#### Dataset excerpts:
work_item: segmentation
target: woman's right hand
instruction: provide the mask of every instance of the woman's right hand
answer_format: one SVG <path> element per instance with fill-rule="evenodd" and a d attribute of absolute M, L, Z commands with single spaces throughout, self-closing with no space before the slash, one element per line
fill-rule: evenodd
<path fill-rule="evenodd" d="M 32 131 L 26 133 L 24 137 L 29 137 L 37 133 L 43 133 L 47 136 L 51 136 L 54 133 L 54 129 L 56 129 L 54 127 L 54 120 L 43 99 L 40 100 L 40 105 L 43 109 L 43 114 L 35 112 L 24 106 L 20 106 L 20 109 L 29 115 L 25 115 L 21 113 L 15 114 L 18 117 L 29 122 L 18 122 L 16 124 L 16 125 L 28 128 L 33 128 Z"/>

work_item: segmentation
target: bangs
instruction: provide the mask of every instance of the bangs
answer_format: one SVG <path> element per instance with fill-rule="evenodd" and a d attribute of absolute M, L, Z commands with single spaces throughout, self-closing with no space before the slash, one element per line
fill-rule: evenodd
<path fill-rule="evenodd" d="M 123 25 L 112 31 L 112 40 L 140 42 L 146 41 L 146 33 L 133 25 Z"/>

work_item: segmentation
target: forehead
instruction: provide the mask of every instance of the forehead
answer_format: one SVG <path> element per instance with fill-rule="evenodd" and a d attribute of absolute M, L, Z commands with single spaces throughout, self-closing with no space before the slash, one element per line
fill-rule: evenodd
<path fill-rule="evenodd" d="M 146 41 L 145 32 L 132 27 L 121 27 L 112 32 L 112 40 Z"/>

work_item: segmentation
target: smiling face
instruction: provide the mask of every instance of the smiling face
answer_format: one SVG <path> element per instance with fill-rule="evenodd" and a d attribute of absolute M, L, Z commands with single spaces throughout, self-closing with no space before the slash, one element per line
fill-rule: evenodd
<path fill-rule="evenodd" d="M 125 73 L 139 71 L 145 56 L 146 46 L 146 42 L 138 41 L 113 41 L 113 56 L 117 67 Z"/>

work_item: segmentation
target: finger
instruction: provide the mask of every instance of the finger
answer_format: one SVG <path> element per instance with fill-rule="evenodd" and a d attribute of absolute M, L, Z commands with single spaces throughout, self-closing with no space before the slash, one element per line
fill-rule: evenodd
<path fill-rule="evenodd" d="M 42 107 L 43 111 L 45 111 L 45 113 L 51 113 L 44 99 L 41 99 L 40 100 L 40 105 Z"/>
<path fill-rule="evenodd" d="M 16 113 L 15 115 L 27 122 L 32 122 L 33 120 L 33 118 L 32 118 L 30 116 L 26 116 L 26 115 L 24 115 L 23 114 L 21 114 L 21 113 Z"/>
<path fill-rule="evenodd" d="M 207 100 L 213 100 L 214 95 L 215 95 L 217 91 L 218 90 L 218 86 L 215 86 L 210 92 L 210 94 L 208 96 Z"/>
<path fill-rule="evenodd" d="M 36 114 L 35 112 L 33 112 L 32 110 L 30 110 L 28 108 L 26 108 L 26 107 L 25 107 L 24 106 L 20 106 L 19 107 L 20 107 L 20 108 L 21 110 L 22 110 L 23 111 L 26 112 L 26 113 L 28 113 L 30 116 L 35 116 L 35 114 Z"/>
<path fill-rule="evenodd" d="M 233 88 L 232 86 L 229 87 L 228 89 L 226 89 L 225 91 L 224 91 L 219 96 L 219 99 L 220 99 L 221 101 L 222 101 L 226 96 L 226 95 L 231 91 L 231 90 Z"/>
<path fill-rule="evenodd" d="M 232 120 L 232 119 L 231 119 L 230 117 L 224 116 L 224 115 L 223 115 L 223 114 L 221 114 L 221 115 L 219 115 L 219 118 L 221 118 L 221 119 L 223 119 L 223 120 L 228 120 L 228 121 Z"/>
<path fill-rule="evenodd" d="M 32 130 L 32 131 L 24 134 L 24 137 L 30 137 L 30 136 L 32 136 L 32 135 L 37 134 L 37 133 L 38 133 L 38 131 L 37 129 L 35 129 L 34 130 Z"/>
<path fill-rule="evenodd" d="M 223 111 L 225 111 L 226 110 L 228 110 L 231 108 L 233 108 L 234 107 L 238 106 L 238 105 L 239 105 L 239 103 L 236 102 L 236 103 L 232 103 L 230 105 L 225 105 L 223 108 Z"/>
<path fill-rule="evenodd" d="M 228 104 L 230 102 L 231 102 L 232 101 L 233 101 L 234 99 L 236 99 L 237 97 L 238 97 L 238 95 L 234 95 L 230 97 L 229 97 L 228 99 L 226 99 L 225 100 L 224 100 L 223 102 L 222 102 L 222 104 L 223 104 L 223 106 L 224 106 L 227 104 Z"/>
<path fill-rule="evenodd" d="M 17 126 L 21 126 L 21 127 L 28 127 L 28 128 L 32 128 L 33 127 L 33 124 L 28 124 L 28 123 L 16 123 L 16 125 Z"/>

#### Your task:
Can you update the entries from the first line through the line holding "125 73 L 139", inclusive, changing "bangs" to "fringe" and leaving everything else unchanged?

#### Solution to this task:
work_item: segmentation
target: woman's right hand
instruction: provide the mask of every instance of the woman's right hand
answer_format: one SVG <path> element per instance with fill-rule="evenodd" and a d attribute of absolute M, L, Z commands with single spaces throughout, self-closing with no space before the slash, one element per line
fill-rule: evenodd
<path fill-rule="evenodd" d="M 32 131 L 26 133 L 24 137 L 29 137 L 37 133 L 43 133 L 47 136 L 51 136 L 54 133 L 54 129 L 56 129 L 54 127 L 54 120 L 43 99 L 40 100 L 40 105 L 43 109 L 43 114 L 35 112 L 24 106 L 20 106 L 20 109 L 29 115 L 25 115 L 21 113 L 15 114 L 18 117 L 29 122 L 18 122 L 16 124 L 16 125 L 28 128 L 33 128 Z"/>

work_item: segmentation
target: fringe
instruction: provide the mask of every instance of the fringe
answer_format: one SVG <path> element per instance with fill-rule="evenodd" and a d attribute of absolute M, L, Z commands with single spaces throughout, self-closing with no space before the slash, one element per line
fill-rule: evenodd
<path fill-rule="evenodd" d="M 123 25 L 112 31 L 112 40 L 140 42 L 146 41 L 146 33 L 133 25 Z"/>

work_item: segmentation
target: forehead
instruction: provide the mask of every instance of the forehead
answer_format: one SVG <path> element per instance with fill-rule="evenodd" and a d attribute of absolute M, L, Z commands with single spaces throughout, self-closing with no space before the slash, one element per line
fill-rule: evenodd
<path fill-rule="evenodd" d="M 146 41 L 145 32 L 132 27 L 121 27 L 112 32 L 112 40 Z"/>

work_item: segmentation
target: smiling face
instruction: provide the mask of every instance of the smiling face
answer_format: one SVG <path> element per instance with fill-rule="evenodd" and a d attribute of absolute M, L, Z commands with single spaces throughout, self-closing with no space before the slash, one element per line
fill-rule: evenodd
<path fill-rule="evenodd" d="M 125 73 L 139 71 L 145 56 L 146 46 L 146 42 L 138 41 L 113 41 L 113 56 L 117 67 Z"/>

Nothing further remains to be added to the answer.